- **DIRECTIONS**
a) In the court endorsement on the Field support motions, what annual income of the Father was the support in the December 15, 2011 order based on?
b) Continue the court endorsement on the Field support motions from the point where it ends.

- **ARTICLE**
--- Start ---

HEARD: October 6, 2021, by video-conference
E N D O R S E M E N T
[1] There are two motions before me. The first motion is brought by the Respondent Father, Adrian Colin Charles Field (“the Father”), wherein he seeks the following:
a) An order staying a previous child support and spousal support order of December 15, 2011 and staying the enforcement of same; and,
b) A new child support order based on his annual income of $185,000.
[2] The Applicant Mother, Tracey Elaine Field, seeks the following:
a) An order that the Father comply with paragraph 10 the order dated December 15, 2011, which directs financial disclosure for 2011 to 2019;
b) Proof of prior disclosure;
c) Disclosure of 2020 income;
d) Production of last Record of Employment;
e) An order prohibiting the Father from bringing any further motions in the litigation until which time he complies with the December 15, 2011, order;
f) A non-depletion order of the Father’s RRSP with Manulife; and,
g) Child support from 2017, based on the Father’s disclosed income for those years.
I. Background
[3] The parties commenced cohabiting in September 2001. They married on September 7, 2002, and separated in 2009 or 2010, depending on which party’s evidence is accepted. There are two children of the marriage, R.F. who is now 19 years old and is pursuing post-secondary education, and A.F. who is now 16 years old and in high school.
[4] This Application was started in 2010 in Barrie, Ontario. It is agreed that the children always resided primarily with the Mother following the separation. Prior to 2020, the only order in place was the temporary Order of Justice Eberhard dated December 15, 2011, wherein parenting time was set out and various other orders were made which included:
a) Commencing December 8, 2011, the Father was to pay child support for two children in the sum of $1,737 per month (or $401.15 per week);
b) Commencing December 8, 2021, the Father was to pay spousal support of $1,645 per month (or $380 per week);
c) The support payable was based on the Father’s declared annual income of $128,000, and support payments could be reviewed upon the request of either party after the Father provided proof of his current employment and income; and,
d) There was to be a yearly exchange of income information within 30 days of the anniversary of the Order, in accordance with s. 24.1 of the Child Support Guidelines.

--- End ---

- **MATERIAL SHOWN**
--- Start ---

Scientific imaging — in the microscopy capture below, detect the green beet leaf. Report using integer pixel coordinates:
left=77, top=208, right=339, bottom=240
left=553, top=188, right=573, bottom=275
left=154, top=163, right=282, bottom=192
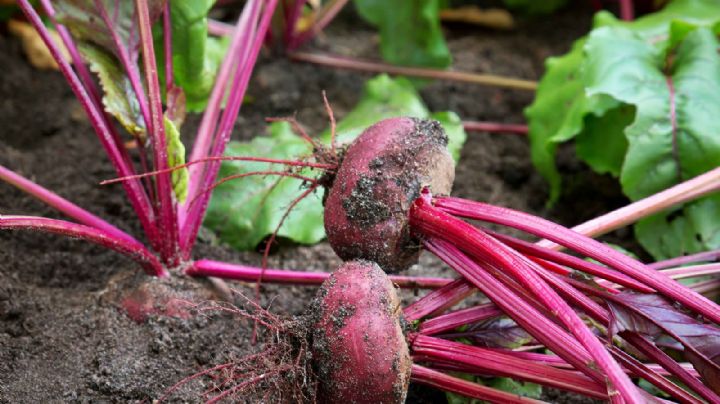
left=200, top=122, right=325, bottom=249
left=355, top=0, right=452, bottom=68
left=205, top=75, right=466, bottom=249
left=80, top=44, right=147, bottom=141
left=170, top=0, right=230, bottom=112
left=526, top=0, right=720, bottom=259
left=55, top=0, right=164, bottom=141
left=163, top=116, right=190, bottom=202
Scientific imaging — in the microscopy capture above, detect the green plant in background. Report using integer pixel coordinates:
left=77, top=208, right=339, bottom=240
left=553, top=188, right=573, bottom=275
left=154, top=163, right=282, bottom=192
left=170, top=0, right=230, bottom=112
left=355, top=0, right=452, bottom=68
left=526, top=0, right=720, bottom=259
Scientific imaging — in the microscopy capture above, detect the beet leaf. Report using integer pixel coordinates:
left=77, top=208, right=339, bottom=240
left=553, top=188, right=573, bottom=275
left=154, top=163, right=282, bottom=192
left=165, top=0, right=230, bottom=112
left=526, top=0, right=720, bottom=259
left=56, top=0, right=164, bottom=142
left=205, top=75, right=466, bottom=249
left=607, top=293, right=720, bottom=392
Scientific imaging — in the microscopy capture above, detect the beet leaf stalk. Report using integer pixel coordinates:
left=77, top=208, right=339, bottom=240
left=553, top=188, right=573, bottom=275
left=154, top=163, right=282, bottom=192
left=434, top=197, right=720, bottom=324
left=316, top=118, right=720, bottom=403
left=0, top=215, right=167, bottom=277
left=9, top=0, right=277, bottom=272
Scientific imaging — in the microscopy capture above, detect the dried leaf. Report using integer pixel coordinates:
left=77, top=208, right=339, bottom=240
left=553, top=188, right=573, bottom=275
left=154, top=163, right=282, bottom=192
left=440, top=5, right=515, bottom=29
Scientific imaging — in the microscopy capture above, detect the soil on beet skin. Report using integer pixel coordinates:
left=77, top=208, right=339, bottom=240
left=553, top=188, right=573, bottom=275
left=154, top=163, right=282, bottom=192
left=0, top=2, right=624, bottom=403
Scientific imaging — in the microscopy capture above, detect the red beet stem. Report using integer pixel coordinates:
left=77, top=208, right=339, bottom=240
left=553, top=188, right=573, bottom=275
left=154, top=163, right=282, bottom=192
left=420, top=303, right=503, bottom=335
left=411, top=364, right=542, bottom=404
left=0, top=215, right=167, bottom=276
left=190, top=260, right=452, bottom=289
left=410, top=194, right=643, bottom=403
left=403, top=279, right=477, bottom=321
left=435, top=197, right=720, bottom=324
left=412, top=335, right=608, bottom=399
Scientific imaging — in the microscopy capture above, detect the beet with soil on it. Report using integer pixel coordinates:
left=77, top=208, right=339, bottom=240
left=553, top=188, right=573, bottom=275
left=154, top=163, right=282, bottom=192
left=325, top=118, right=455, bottom=272
left=311, top=261, right=412, bottom=404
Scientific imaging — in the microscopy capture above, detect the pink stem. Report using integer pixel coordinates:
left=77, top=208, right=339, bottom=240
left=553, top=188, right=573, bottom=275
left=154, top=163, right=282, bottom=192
left=403, top=279, right=477, bottom=321
left=100, top=156, right=336, bottom=185
left=410, top=195, right=643, bottom=403
left=410, top=335, right=607, bottom=399
left=463, top=121, right=528, bottom=135
left=610, top=347, right=697, bottom=404
left=419, top=303, right=503, bottom=335
left=94, top=0, right=152, bottom=137
left=425, top=239, right=604, bottom=381
left=181, top=0, right=277, bottom=255
left=40, top=0, right=159, bottom=207
left=620, top=0, right=635, bottom=21
left=183, top=1, right=259, bottom=226
left=0, top=165, right=139, bottom=243
left=620, top=332, right=720, bottom=403
left=660, top=263, right=720, bottom=279
left=435, top=197, right=720, bottom=323
left=647, top=250, right=720, bottom=269
left=688, top=279, right=720, bottom=294
left=163, top=2, right=175, bottom=94
left=538, top=167, right=720, bottom=250
left=283, top=0, right=307, bottom=49
left=135, top=0, right=179, bottom=266
left=290, top=52, right=537, bottom=91
left=18, top=0, right=159, bottom=249
left=185, top=260, right=451, bottom=289
left=410, top=364, right=542, bottom=404
left=0, top=215, right=167, bottom=277
left=484, top=230, right=654, bottom=293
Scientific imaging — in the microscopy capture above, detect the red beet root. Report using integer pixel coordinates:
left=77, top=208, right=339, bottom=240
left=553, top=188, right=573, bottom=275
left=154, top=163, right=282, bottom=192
left=312, top=261, right=412, bottom=404
left=325, top=118, right=455, bottom=272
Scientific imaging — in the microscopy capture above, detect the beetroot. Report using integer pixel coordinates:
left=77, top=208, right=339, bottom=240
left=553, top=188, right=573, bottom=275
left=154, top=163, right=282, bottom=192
left=325, top=118, right=455, bottom=272
left=312, top=261, right=412, bottom=403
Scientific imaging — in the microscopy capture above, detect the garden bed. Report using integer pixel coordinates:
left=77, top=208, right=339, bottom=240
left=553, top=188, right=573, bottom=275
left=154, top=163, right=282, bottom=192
left=0, top=6, right=624, bottom=402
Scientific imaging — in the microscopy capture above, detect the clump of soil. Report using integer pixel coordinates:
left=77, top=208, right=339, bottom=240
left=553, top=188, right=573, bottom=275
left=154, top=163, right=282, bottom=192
left=0, top=2, right=620, bottom=403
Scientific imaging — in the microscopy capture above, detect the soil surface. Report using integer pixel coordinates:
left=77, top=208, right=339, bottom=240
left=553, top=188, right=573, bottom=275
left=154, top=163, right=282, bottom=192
left=0, top=2, right=634, bottom=403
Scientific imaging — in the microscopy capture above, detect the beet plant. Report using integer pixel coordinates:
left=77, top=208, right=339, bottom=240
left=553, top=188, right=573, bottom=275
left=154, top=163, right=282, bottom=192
left=180, top=118, right=720, bottom=403
left=0, top=0, right=720, bottom=403
left=0, top=0, right=276, bottom=276
left=526, top=0, right=720, bottom=259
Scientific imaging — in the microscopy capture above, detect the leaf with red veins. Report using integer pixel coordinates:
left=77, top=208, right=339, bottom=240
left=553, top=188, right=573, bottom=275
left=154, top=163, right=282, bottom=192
left=607, top=293, right=720, bottom=393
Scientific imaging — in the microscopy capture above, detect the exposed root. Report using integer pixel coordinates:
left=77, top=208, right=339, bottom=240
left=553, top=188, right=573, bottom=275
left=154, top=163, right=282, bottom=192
left=159, top=290, right=316, bottom=403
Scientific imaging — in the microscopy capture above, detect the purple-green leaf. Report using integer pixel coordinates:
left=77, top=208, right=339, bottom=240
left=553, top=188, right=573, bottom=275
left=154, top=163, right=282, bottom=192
left=607, top=293, right=720, bottom=392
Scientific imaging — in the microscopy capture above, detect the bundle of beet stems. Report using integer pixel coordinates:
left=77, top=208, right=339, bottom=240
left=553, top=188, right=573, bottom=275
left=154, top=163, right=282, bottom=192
left=181, top=118, right=720, bottom=403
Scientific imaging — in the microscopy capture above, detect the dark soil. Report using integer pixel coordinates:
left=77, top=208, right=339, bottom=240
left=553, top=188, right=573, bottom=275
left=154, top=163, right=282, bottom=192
left=0, top=2, right=632, bottom=403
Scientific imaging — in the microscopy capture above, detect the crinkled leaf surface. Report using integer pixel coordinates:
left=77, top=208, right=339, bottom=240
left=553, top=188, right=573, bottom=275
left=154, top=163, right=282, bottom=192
left=526, top=0, right=720, bottom=259
left=170, top=0, right=230, bottom=112
left=80, top=44, right=147, bottom=139
left=355, top=0, right=452, bottom=68
left=607, top=293, right=720, bottom=392
left=54, top=0, right=165, bottom=139
left=205, top=122, right=325, bottom=249
left=54, top=0, right=165, bottom=62
left=163, top=116, right=190, bottom=202
left=205, top=75, right=466, bottom=249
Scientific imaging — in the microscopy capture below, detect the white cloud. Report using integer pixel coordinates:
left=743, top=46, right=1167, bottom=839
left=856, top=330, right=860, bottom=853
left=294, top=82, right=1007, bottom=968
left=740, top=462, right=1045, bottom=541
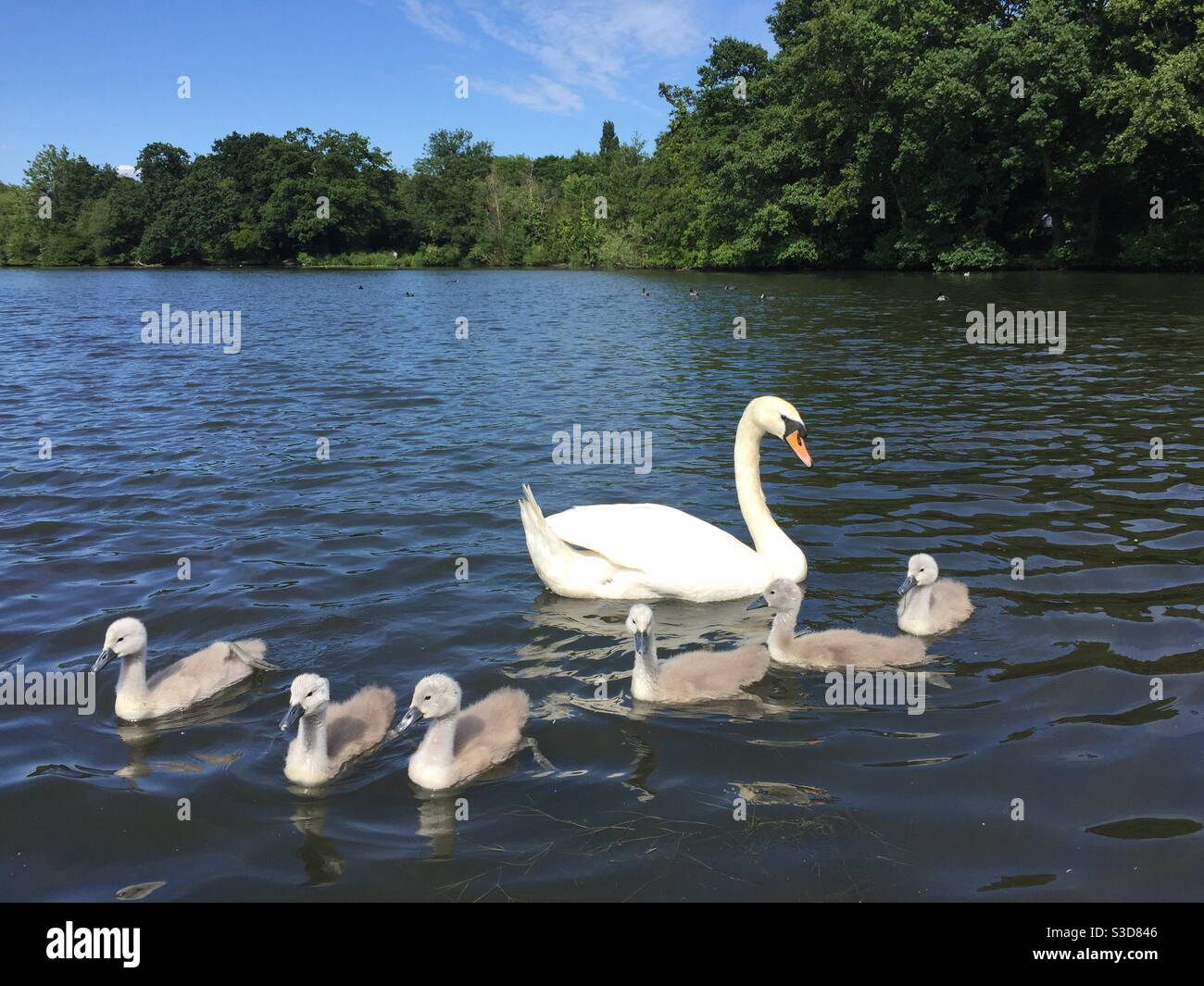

--- End ---

- **IN RESPONSE**
a) $128,000

b)
(“Eberhard Order”)
[5] On April 13, 2021, Justice Andre made several orders, pending the return of these motions, which include:
a) Commencing May 1, 2021, on a without prejudice basis, the Father was to pay child support to the Mother for two children in the sum of $2,572 per month, based on his income of $185,000;
b) Commencing May 1, 2021, on a without prejudice basis, the Father was to pay spousal support to the Mother in the weekly sum of $380, based on his income of $185,000;
c) The Father’s RRSP with Manulife Financial was to be preserved pending adjudication of these issues; and,
d) The Eberhard Order and enforcement of ongoing support or arrears as per the Eberhard Order is otherwise stayed pending the adjudication of this motion.
(“Andre Order”)
II. Issues
[6] The issues of disclosure were resolved prior to the hearing of this matter. The Father also agrees that he has ongoing child support obligations, but the parties dispute the arrears. Accordingly, the following issues are to be determined on these motions:
a) What ongoing child support should the Father be paying pending trial?
b) Is the Father entitled to a stay of his child and spousal support obligations under the Eberhard Order or a stay of the enforcement of these obligations under the Eberhard Order pending trial?
c) If the stay is lifted, should there be any retroactive adjustment of prior child support or spousal support?
d) Is the Mother entitled to a preservation order?
III. Ongoing Child Support
[7] Since these motions were brought, the Father has provided disclosure of his income back to 2012. Accordingly, the Mother has a right to an adjustment with respect to ongoing child support based on the Father’s most recent income.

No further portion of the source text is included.